* Document passage
((

Social Media Churn

Churnalism

First time I’ve heard the phrase ‘churnalism’ but I instinctively and immediately knew what it meant. The article in question about the coverage of Kim Gordon points out quite a few of the things I’ve been blathering on about here – apart from the important feminist point that why is a woman so multi-faceted and interesting as Kim Gordon defined by her soon-to-be-ex but also the kind of FIRST!ism and laziness that appears for most music blogging and writing today, especially online.

(And WTF is she doing in Elle? Not exactly the bastion of feminist critique, I have to say I did think that, although it is a good article. Like Vice & Buzzfeed doing serious journalism, in the post-blog mediascape there are some strange bedfellows in 2013).

))

* Questions on the material
• a. Which two outlets does the churnalism blog post name as doing serious journalism?
• b. Extend the churnalism blog post above, picking up right after its last sentence.

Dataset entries
((

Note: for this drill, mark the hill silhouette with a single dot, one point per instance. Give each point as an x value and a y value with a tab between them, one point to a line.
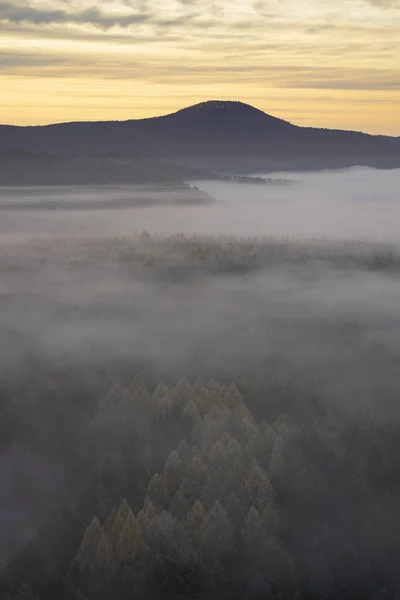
226	136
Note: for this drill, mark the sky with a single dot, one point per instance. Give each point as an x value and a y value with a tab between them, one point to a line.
311	62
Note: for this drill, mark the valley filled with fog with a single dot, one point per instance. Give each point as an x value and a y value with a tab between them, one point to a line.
353	203
189	368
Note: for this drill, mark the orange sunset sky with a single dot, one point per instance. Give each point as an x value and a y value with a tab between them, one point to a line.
312	62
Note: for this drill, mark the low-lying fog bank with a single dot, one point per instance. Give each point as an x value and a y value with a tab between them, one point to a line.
355	203
307	328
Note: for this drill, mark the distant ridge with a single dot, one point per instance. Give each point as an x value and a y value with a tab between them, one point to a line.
223	135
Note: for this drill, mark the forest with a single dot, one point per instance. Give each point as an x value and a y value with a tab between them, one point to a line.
243	442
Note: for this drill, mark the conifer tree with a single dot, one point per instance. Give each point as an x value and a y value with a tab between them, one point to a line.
130	543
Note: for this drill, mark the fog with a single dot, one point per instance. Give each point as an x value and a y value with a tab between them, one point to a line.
354	203
86	300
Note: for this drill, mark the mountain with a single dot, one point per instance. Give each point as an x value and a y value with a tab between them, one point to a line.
224	136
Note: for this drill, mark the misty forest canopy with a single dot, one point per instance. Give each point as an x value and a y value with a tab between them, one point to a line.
216	136
199	417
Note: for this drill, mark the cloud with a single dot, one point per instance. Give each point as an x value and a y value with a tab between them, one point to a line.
24	13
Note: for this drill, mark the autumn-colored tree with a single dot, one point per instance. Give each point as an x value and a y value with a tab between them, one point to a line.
173	472
158	491
147	513
259	488
216	534
95	552
195	518
130	543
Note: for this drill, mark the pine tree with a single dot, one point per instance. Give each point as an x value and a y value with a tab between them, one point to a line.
259	488
95	551
147	513
173	472
195	518
130	544
253	536
216	534
157	491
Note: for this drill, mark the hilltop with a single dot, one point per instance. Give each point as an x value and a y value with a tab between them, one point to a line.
224	136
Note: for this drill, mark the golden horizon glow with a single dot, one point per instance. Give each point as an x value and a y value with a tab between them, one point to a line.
310	63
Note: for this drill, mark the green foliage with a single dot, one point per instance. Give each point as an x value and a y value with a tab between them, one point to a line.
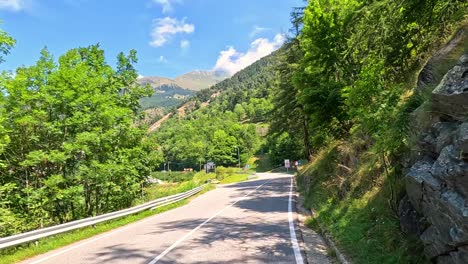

))

* Answers for this exercise
• a. Vice and Buzzfeed.

• b.
I loved this quote in The Quietus which confirms everything I’ve been saying about music blogging recently. YES! I do like it when what people think are my crazy rantings get separately verified:

hungry for content, content, content, the music website community scrambled to reproduce a small part of it, as if it was some kind of scoop. This sort of thing is not reporting, it’s selective cutting and pasting.

Like the pieces it spawns, this practice is everywhere. When I first started writing for music websites, one of them offered to let me work on their news section. This opportunity excited me – not only was I being offered an outlet for my own writing, I was also being given an opportunity to exercise my journalistic muscles. A few minutes later, however, links to two existing news stories that had recently been published on other sites landed in my inbox. ‘Just rewrite these for us and send them back when you can,’ said the email. ‘Why?’ I thought – ‘What is the point?’

Elsewhere, editors send press releases to writers asking, “Will you write this up?”, the subsequent rewrites are then picked up by other editors, writers rewrite the rewrites and so it goes on until, barely transformed and rarely investigated further, a single snappily written press release has become news, featured on the front page of every website whose readership might have a vague interest in its contents.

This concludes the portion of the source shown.